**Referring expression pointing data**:
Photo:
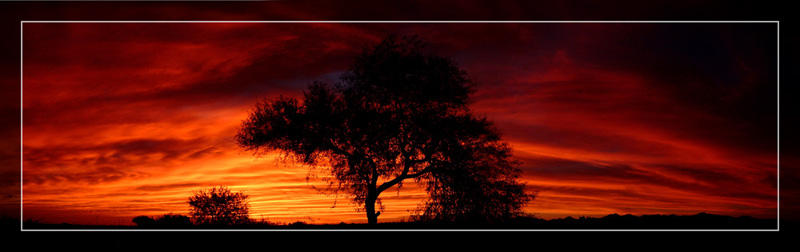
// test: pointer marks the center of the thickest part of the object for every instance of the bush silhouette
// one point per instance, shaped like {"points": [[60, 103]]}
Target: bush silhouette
{"points": [[399, 113], [219, 206]]}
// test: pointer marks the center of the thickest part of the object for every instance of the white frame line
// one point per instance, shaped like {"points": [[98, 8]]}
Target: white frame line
{"points": [[22, 22]]}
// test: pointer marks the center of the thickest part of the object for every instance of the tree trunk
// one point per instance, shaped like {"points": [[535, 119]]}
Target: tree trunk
{"points": [[369, 205]]}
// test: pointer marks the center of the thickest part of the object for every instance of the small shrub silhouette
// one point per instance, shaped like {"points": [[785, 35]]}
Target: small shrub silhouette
{"points": [[219, 206]]}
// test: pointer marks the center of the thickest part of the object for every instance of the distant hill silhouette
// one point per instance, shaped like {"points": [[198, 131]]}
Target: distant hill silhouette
{"points": [[613, 221]]}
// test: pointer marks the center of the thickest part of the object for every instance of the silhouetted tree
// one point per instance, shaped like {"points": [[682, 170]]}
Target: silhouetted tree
{"points": [[398, 113], [219, 206], [144, 221]]}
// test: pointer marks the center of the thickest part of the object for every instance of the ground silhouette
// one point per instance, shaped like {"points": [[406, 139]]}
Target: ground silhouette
{"points": [[613, 221]]}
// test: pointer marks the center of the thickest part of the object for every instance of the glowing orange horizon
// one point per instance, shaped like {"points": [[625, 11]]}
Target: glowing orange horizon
{"points": [[122, 120]]}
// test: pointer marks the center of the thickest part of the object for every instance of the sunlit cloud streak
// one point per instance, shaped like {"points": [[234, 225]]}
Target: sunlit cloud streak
{"points": [[123, 120]]}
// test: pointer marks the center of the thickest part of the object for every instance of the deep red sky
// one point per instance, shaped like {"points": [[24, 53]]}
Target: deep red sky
{"points": [[127, 119]]}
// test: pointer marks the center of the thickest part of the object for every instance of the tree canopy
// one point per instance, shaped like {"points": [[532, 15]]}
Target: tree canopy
{"points": [[399, 113]]}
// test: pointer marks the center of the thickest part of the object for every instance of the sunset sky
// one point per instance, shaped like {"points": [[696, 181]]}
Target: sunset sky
{"points": [[122, 120]]}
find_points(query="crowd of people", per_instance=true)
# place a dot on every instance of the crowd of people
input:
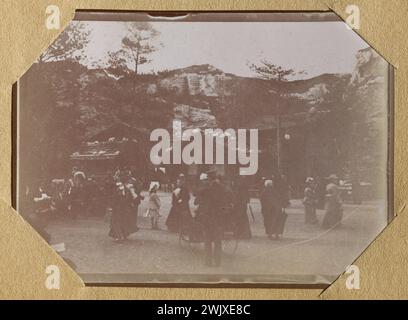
(205, 209)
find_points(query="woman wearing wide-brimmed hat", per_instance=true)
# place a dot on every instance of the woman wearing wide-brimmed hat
(180, 210)
(309, 202)
(153, 206)
(334, 208)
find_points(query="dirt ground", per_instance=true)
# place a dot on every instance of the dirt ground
(305, 254)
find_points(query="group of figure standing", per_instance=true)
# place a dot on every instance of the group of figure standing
(333, 202)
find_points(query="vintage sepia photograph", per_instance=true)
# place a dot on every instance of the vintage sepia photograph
(215, 148)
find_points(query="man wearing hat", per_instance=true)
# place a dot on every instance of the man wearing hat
(334, 209)
(180, 210)
(210, 199)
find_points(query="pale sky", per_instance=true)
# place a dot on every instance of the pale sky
(315, 47)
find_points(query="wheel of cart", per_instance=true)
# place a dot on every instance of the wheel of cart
(191, 235)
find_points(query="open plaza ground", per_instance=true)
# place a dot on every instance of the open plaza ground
(306, 253)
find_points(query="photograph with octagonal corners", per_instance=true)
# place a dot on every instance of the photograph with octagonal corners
(205, 148)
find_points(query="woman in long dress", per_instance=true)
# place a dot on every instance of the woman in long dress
(180, 210)
(334, 207)
(122, 221)
(271, 210)
(241, 199)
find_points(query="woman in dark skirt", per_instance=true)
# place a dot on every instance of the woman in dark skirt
(180, 210)
(271, 210)
(122, 220)
(241, 199)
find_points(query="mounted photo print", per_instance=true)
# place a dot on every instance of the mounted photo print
(206, 148)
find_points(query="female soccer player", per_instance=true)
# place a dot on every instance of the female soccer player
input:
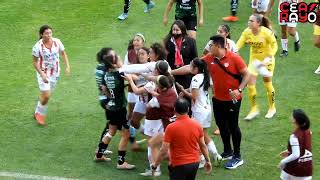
(46, 61)
(127, 3)
(297, 159)
(181, 50)
(263, 47)
(153, 125)
(186, 11)
(201, 108)
(223, 30)
(132, 58)
(113, 86)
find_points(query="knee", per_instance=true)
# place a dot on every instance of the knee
(317, 43)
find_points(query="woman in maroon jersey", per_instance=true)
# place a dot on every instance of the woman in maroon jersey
(297, 162)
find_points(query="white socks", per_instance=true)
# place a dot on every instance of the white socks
(212, 148)
(284, 44)
(296, 37)
(42, 109)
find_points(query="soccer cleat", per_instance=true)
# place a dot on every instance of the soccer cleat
(40, 119)
(217, 132)
(270, 114)
(107, 152)
(123, 16)
(217, 157)
(125, 166)
(148, 172)
(297, 46)
(101, 159)
(231, 18)
(233, 163)
(284, 53)
(251, 115)
(149, 7)
(226, 156)
(317, 71)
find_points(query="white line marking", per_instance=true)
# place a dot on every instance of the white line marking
(31, 176)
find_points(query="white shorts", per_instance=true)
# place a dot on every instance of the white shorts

**Instructions for the task**:
All of the records above are to be copied exactly, minus the pictures.

**Task solution**:
Photo:
// test: pointer marks the center of the thickest part of the object for every instance of the bush silhouette
// one point per instance, shaped like {"points": [[60, 103]]}
Target: bush silhouette
{"points": [[399, 113], [219, 206]]}
// test: pointer marks the center of the thickest part of the object for every instance of the white frame line
// one point per instance, shaped like {"points": [[98, 8]]}
Target: white frame line
{"points": [[22, 22]]}
// test: pointer marks the center of the thickest part of the object for every instance of the tree trunk
// one point per instance, shaped like {"points": [[535, 119]]}
Target: tree trunk
{"points": [[369, 205]]}
// test: pointer marks the center of the thickest part of the object for every instance of the small shrub silhouette
// one point per instance, shaped like {"points": [[785, 35]]}
Target: small shrub silhouette
{"points": [[219, 206]]}
// test: pointer marks the center of the thickest part of the object for every instance of the distant hill silhouette
// one point per instance, shaped like {"points": [[198, 131]]}
Target: distant hill silhouette
{"points": [[613, 221]]}
// test: pointer marks the center of the thickest part of the object for every instance of the silhouetted tree
// one point per instance, shaped like {"points": [[682, 170]]}
Target: silhouetted tree
{"points": [[398, 113], [219, 206], [144, 221]]}
// test: pointer marks the center of the thickest part of the object for every instance of the ground silhouette
// one point per instance, shaped like {"points": [[406, 139]]}
Target: ground silhouette
{"points": [[613, 221]]}
// test: pointer marks the center of the thickest part of the object for every instance of the glowing orange horizon
// one point per instance, shaped like {"points": [[625, 11]]}
Target: glowing orange horizon
{"points": [[122, 120]]}
// test: pointer marks the center of the thickest part of the object for every instance of the sunlit cloud streak
// one point per instance, shaped like {"points": [[234, 225]]}
Target: sunlit cloud streak
{"points": [[123, 120]]}
// test: pointer marks the center of the thickest part of the object for every instance of the deep red sky
// one point per instance, shaped like {"points": [[24, 53]]}
Target: deep red sky
{"points": [[127, 119]]}
// test: pointer marks the center of the thickest part of the object for every instance of the tree canopy
// one point per instance, shaped like {"points": [[532, 15]]}
Target: tree canopy
{"points": [[399, 113]]}
// test: pointer marks the center of the thickest part of the object for every instance of the sunset sky
// one point per instance, shaped like {"points": [[696, 181]]}
Target: sunset sky
{"points": [[122, 120]]}
find_points(query="crowd of people", per_instance=true)
# place a dot on every instance of the crowd of people
input:
(205, 209)
find_points(query="woman wearing wide-brimmed hat", per_instance=true)
# place a dot on every instance of the woman wearing wide-brimmed hat
(180, 210)
(309, 202)
(153, 206)
(334, 208)
find_points(query="dirt ground", per_instance=true)
# place a dot on every instance of the dirt ground
(305, 254)
find_points(query="group of figure standing", per_instance=true)
# place a dot on every instance of the group of figure standing
(333, 202)
find_points(query="vintage sepia photograph", per_instance=true)
# place a dot on every instance of the vintage sepia photograph
(215, 148)
find_points(query="man wearing hat", per_instance=true)
# place a dot on every instance of the man wearing hat
(334, 209)
(180, 210)
(210, 199)
find_points(query="pale sky", per_instance=true)
# place a dot on every instance of the pale sky
(315, 47)
find_points(query="wheel of cart", per_instance=true)
# place a dot on every instance of the wheel of cart
(191, 235)
find_points(query="open plaza ground", per_instance=true)
# place a dot on every instance of the open plaza ground
(306, 253)
find_points(query="photograph with octagonal corners", per_instance=true)
# place a dot on every instance of the photograph with octagonal corners
(205, 148)
find_points(query="woman in long dress", per_instance=true)
# place a dot on every instance of the woman in long dress
(180, 210)
(334, 207)
(122, 221)
(271, 210)
(241, 199)
find_points(query="woman in dark skirt", per_instance=true)
# place a dot on every instance of the woman in dark skirt
(180, 210)
(271, 210)
(122, 220)
(241, 199)
find_points(query="mounted photo print", per_instance=true)
# place a dot on every instance of the mounted photo print
(206, 148)
find_points(query="female soccer player", per_instance=true)
# place a dot on every instance of the female soccer player
input:
(46, 61)
(127, 3)
(297, 159)
(181, 50)
(263, 47)
(153, 125)
(186, 11)
(201, 108)
(223, 30)
(132, 58)
(113, 86)
find_points(query="knee", per_instance=true)
# place a dot on every instance of the knee
(317, 43)
find_points(query="woman in maroon jersey", per_instance=true)
# place a dot on every instance of the woman in maroon jersey
(297, 162)
find_points(query="white socks", per_instance=true)
# place a dot on every instance of the white socks
(212, 148)
(284, 44)
(296, 37)
(42, 109)
find_points(query="soccer cleat", per_instance=true)
# place a dot on every instance of the soccer cleat
(40, 119)
(217, 132)
(270, 114)
(107, 152)
(123, 16)
(217, 157)
(125, 166)
(148, 172)
(297, 46)
(101, 159)
(231, 18)
(233, 163)
(284, 53)
(251, 115)
(149, 7)
(226, 156)
(317, 71)
find_points(query="white line marking", per_instance=true)
# place a dot on every instance of the white line marking
(31, 176)
find_points(query="white shorts", per_instance=true)
# place a dot on every instance of the white shorts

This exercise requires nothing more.